ACTIONS TO TAKE.
1. Answer each question from the article on the KQ tax exemption, putting each answer on its own line with the same letter:
(a) Which parliamentary committee cleared the way for the exemption?
(b) What is the smallest government stake an airline must have to fall under Legal Notice No.27 of 2021?
(c) How large a stake does KQ hold in Jambojet?
2. Rewrite the stretch of the KQ tax exemption article from "The Planning Ministry" through "(Pride Oil Limited).", replacing "national carrier" with "Kenya Airways".
3. In one to three sentences, explain why Kenya Airways asked the Treasury for the exemption, according to the article on the KQ tax exemption.

SUPPLIED TEXT.
------------
Parliamentary Committee clears path for KQ tax exemption
The National Assembly Committee on Delegated Legislation has cleared the way for the exemption of Kenya Airways (KQ) and its subsidiaries from minimum tax.
In its report tabled on the floor of the house last week, the Committee has recommended that Members of Parliament (MPs) approve the exemption which was first sponsored by the National Treasury.
The Planning Ministry made the proposal through Legal Notice No.27 of 2021 which sort to exempt an airline and its subsidiaries in which the government holds at least a 45 per cent stake from the minimum tax.
The national carrier requested exemption from the Treasury citing the impact of the COVID-19 pandemic on the aviation industry along with its role in the economy including marketing Kenya as a tourist destination and trade facilitation.
If adopted, the exemption is expected to extend to KQ subsidiaries including Jambojet in which it holds a 100 per cent stake, Kenya Airfreight Handling Limited and African Cargo Handling Limited.
Others are, KenCargo Airlines International Limited and Fahari Aviation Limited (Pride Oil Limited).
------------
EXCERPTED DATA.
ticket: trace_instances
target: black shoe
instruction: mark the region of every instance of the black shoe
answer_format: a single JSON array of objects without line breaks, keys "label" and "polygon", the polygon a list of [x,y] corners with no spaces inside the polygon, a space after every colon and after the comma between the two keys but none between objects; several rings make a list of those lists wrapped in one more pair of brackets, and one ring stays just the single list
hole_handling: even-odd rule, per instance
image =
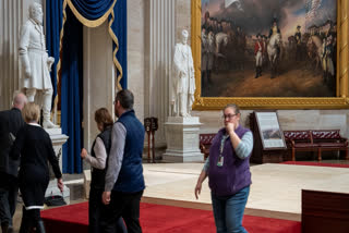
[{"label": "black shoe", "polygon": [[9,224],[7,224],[7,223],[1,224],[1,231],[2,231],[2,233],[8,233],[9,232]]},{"label": "black shoe", "polygon": [[38,232],[38,233],[46,233],[46,231],[45,231],[45,225],[44,225],[44,221],[43,221],[43,220],[37,221],[36,232]]}]

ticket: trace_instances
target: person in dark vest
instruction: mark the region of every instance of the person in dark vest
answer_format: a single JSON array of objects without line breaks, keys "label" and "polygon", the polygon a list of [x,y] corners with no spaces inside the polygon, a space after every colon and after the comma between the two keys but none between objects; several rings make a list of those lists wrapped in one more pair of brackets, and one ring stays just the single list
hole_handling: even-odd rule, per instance
[{"label": "person in dark vest", "polygon": [[237,105],[226,106],[222,118],[225,127],[213,139],[194,193],[197,199],[202,183],[208,176],[217,233],[246,232],[242,217],[250,194],[253,135],[240,125]]},{"label": "person in dark vest", "polygon": [[34,102],[24,106],[22,114],[26,124],[21,127],[10,151],[14,160],[21,157],[19,185],[24,203],[20,233],[45,233],[40,209],[50,181],[48,162],[52,165],[58,188],[63,192],[62,173],[49,134],[37,123],[40,108]]},{"label": "person in dark vest", "polygon": [[0,222],[3,233],[12,232],[12,218],[19,194],[20,160],[9,157],[19,130],[24,125],[21,111],[27,99],[23,93],[15,93],[13,108],[0,112]]},{"label": "person in dark vest", "polygon": [[123,218],[129,233],[141,233],[140,201],[145,188],[142,154],[144,125],[135,116],[133,94],[118,91],[115,112],[119,120],[111,131],[111,149],[108,158],[103,201],[107,205],[103,218],[104,232],[115,232],[115,223]]},{"label": "person in dark vest", "polygon": [[[95,121],[100,132],[92,145],[91,155],[85,148],[81,151],[81,158],[92,167],[92,179],[88,195],[88,232],[100,232],[100,217],[105,210],[101,203],[101,194],[105,189],[105,177],[107,160],[111,147],[112,118],[106,108],[100,108],[95,112]],[[127,232],[122,218],[117,222],[117,232]]]}]

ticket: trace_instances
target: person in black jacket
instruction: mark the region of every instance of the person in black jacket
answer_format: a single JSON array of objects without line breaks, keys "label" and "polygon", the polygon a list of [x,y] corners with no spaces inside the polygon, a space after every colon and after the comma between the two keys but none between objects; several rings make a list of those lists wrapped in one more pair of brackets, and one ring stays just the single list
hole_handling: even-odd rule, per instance
[{"label": "person in black jacket", "polygon": [[22,193],[23,216],[20,233],[28,233],[33,228],[36,232],[45,232],[40,218],[44,208],[45,192],[49,183],[48,161],[52,165],[57,186],[63,192],[62,173],[55,155],[52,142],[48,133],[37,124],[40,109],[34,102],[24,106],[22,114],[26,124],[21,127],[12,146],[10,157],[21,156],[19,185]]},{"label": "person in black jacket", "polygon": [[[81,151],[81,158],[92,165],[92,179],[88,197],[88,232],[98,233],[101,230],[100,218],[105,211],[101,195],[105,189],[105,176],[107,160],[111,147],[112,118],[108,109],[100,108],[95,112],[95,121],[100,132],[92,145],[91,155],[85,148]],[[122,218],[117,222],[117,232],[127,232]]]},{"label": "person in black jacket", "polygon": [[24,125],[21,111],[26,101],[24,94],[16,93],[13,108],[0,112],[0,222],[3,233],[12,230],[12,218],[17,200],[20,161],[10,159],[9,154],[14,137]]}]

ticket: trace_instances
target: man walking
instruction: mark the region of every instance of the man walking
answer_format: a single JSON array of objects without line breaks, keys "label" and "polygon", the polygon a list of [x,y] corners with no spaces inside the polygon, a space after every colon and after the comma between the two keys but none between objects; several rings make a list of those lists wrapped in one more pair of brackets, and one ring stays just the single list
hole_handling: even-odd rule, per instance
[{"label": "man walking", "polygon": [[103,201],[107,211],[103,217],[103,231],[115,232],[116,222],[123,218],[129,233],[141,233],[140,201],[145,188],[142,154],[144,126],[133,110],[133,94],[123,89],[117,94],[115,112],[119,120],[111,132]]},{"label": "man walking", "polygon": [[19,130],[24,125],[21,111],[26,101],[25,95],[17,93],[13,98],[13,108],[0,112],[0,221],[3,233],[12,232],[20,160],[10,159],[9,154]]}]

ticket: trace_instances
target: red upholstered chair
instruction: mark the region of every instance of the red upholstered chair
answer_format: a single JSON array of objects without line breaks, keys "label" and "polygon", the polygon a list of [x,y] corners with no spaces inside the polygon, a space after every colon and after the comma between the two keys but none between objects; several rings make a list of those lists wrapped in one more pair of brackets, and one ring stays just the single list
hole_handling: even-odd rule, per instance
[{"label": "red upholstered chair", "polygon": [[284,137],[287,147],[292,150],[292,161],[296,161],[296,150],[314,151],[317,149],[310,131],[284,131]]},{"label": "red upholstered chair", "polygon": [[316,130],[312,131],[314,144],[318,145],[318,161],[322,160],[322,151],[324,150],[342,150],[348,155],[348,139],[339,134],[340,130]]}]

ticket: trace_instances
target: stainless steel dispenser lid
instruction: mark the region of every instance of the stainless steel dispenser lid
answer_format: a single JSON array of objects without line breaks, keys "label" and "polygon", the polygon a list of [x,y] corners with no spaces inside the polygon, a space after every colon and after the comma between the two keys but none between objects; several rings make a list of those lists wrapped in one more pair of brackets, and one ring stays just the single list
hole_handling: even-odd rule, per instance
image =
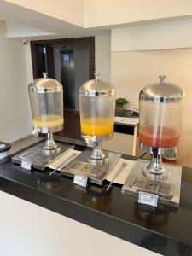
[{"label": "stainless steel dispenser lid", "polygon": [[61,92],[62,85],[55,79],[49,79],[46,72],[42,73],[43,78],[34,79],[28,87],[29,92],[47,93]]},{"label": "stainless steel dispenser lid", "polygon": [[95,73],[95,79],[89,80],[81,85],[79,95],[84,96],[114,96],[115,88],[111,83],[101,80],[99,74]]},{"label": "stainless steel dispenser lid", "polygon": [[160,75],[159,83],[154,83],[143,88],[139,94],[139,100],[152,102],[183,102],[185,94],[177,84],[166,83],[166,76]]}]

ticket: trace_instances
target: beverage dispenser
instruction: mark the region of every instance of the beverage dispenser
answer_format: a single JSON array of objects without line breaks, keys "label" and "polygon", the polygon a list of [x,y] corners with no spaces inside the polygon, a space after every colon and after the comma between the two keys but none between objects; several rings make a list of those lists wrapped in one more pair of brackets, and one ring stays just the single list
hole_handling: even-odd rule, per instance
[{"label": "beverage dispenser", "polygon": [[168,169],[162,166],[161,155],[177,151],[182,125],[184,92],[179,86],[160,82],[143,88],[139,95],[140,148],[152,154],[143,174],[154,180],[169,177]]},{"label": "beverage dispenser", "polygon": [[53,132],[63,129],[63,90],[62,85],[43,73],[44,78],[29,84],[29,96],[34,131],[47,134],[45,150],[55,149]]},{"label": "beverage dispenser", "polygon": [[79,90],[82,137],[93,142],[89,159],[95,163],[108,160],[101,143],[113,136],[115,88],[96,74],[93,80],[84,83]]},{"label": "beverage dispenser", "polygon": [[151,160],[137,160],[122,191],[137,196],[141,203],[148,204],[143,199],[148,195],[153,206],[178,207],[182,166],[162,165],[161,156],[177,151],[185,95],[178,85],[166,82],[166,76],[159,78],[139,95],[139,144],[151,154]]}]

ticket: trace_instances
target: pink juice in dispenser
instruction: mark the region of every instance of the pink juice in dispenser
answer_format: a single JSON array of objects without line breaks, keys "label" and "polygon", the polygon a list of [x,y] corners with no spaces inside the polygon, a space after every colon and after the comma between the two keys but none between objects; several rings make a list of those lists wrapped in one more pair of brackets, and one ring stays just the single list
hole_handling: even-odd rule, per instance
[{"label": "pink juice in dispenser", "polygon": [[143,144],[155,148],[171,148],[178,144],[179,136],[173,128],[142,125],[139,140]]}]

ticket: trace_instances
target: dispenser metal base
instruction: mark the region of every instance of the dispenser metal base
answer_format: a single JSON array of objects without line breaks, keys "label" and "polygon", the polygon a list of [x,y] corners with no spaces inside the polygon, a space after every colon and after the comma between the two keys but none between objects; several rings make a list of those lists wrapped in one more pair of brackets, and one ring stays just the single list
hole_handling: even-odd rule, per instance
[{"label": "dispenser metal base", "polygon": [[101,163],[100,160],[94,160],[94,164],[90,164],[87,161],[87,159],[90,159],[91,151],[89,148],[83,151],[68,165],[63,167],[60,171],[60,173],[69,177],[73,177],[74,175],[87,177],[88,182],[102,185],[107,175],[119,160],[121,154],[103,151],[108,155],[108,161]]},{"label": "dispenser metal base", "polygon": [[180,200],[182,166],[164,164],[170,172],[170,177],[166,181],[155,181],[145,177],[143,168],[149,161],[138,160],[125,181],[122,192],[138,197],[139,192],[158,195],[158,203],[178,207]]},{"label": "dispenser metal base", "polygon": [[70,146],[65,143],[56,143],[57,147],[52,150],[44,149],[44,142],[33,146],[21,153],[12,157],[11,160],[15,164],[21,164],[21,161],[32,162],[33,168],[45,171],[48,166],[74,146]]}]

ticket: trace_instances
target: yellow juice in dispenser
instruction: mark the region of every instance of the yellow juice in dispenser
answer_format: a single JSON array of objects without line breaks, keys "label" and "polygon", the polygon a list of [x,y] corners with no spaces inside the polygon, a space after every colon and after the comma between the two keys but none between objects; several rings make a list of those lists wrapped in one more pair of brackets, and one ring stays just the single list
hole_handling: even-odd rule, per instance
[{"label": "yellow juice in dispenser", "polygon": [[64,123],[63,117],[61,115],[42,115],[38,116],[32,119],[32,125],[39,128],[53,128],[61,126]]},{"label": "yellow juice in dispenser", "polygon": [[81,132],[90,136],[103,136],[113,132],[111,118],[87,118],[81,120]]}]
------------
RESPONSES BY ITEM NUMBER.
1.
(a) The National Assembly Committee on Delegated Legislation.
(b) At least 45 per cent.
(c) A 100 per cent stake.

2.
The Planning Ministry made the proposal through Legal Notice No.27 of 2021 which sort to exempt an airline and its subsidiaries in which the government holds at least a 45 per cent stake from the minimum tax.
The Kenya Airways requested exemption from the Treasury citing the impact of the COVID-19 pandemic on the aviation industry along with its role in the economy including marketing Kenya as a tourist destination and trade facilitation.
If adopted, the exemption is expected to extend to KQ subsidiaries including Jambojet in which it holds a 100 per cent stake, Kenya Airfreight Handling Limited and African Cargo Handling Limited.
Others are, KenCargo Airlines International Limited and Fahari Aviation Limited (Pride Oil Limited).

3. Kenya Airways pointed to the impact of the COVID-19 pandemic on the aviation industry. It also cited its role in the economy, including marketing Kenya as a tourist destination and facilitating trade.